## GIVEN PROBLEM
Rewrite the data, starting at the beginning and ending at the line that contains "120 95 L 120", with both ends included and every line kept, but shift each coordinate in the recorded masks up by 4.

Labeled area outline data

* Begin *

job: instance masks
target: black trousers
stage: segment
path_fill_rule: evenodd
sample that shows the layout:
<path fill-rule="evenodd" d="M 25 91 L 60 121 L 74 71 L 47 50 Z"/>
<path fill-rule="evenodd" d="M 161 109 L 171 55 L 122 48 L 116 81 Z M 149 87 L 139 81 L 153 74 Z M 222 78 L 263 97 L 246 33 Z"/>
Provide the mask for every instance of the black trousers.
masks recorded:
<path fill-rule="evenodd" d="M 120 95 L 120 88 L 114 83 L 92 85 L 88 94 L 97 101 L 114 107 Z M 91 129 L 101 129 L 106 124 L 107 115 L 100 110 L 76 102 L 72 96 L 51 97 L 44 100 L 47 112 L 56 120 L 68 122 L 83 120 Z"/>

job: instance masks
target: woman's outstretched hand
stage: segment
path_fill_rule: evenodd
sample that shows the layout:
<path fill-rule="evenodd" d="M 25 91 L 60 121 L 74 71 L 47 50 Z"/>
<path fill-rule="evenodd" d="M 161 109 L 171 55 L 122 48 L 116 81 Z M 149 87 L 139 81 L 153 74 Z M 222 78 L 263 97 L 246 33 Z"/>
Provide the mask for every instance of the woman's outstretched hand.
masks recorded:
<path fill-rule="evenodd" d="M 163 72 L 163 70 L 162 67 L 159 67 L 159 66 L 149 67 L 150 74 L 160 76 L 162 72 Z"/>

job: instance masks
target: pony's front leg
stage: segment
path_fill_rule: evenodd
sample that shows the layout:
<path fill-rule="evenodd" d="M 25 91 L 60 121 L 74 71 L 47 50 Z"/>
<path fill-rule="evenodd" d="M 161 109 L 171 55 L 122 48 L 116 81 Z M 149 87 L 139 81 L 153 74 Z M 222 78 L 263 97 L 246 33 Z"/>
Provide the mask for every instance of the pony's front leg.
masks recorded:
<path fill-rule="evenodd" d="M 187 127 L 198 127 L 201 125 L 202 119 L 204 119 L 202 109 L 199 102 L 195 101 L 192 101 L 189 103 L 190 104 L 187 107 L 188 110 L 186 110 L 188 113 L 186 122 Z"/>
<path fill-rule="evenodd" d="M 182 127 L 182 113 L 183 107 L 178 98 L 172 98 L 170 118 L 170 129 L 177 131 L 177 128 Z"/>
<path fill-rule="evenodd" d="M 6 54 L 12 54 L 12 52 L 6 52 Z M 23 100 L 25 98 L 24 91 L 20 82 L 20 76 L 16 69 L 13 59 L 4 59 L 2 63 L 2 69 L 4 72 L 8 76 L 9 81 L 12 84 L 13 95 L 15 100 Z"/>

* End *

## OUTPUT
job: instance masks
target: black trousers
stage: segment
path_fill_rule: evenodd
sample that shows the layout:
<path fill-rule="evenodd" d="M 25 91 L 60 121 L 74 71 L 47 50 Z"/>
<path fill-rule="evenodd" d="M 161 109 L 171 55 L 122 48 L 116 81 Z M 149 87 L 139 81 L 153 74 Z M 222 78 L 263 97 L 246 33 Z"/>
Provide the mask for every instance of the black trousers.
masks recorded:
<path fill-rule="evenodd" d="M 124 99 L 124 92 L 118 87 L 96 89 L 92 98 L 101 105 L 118 111 Z M 95 133 L 105 133 L 110 128 L 111 119 L 104 114 L 80 106 L 76 100 L 55 101 L 48 104 L 51 116 L 60 124 L 72 126 L 87 124 Z"/>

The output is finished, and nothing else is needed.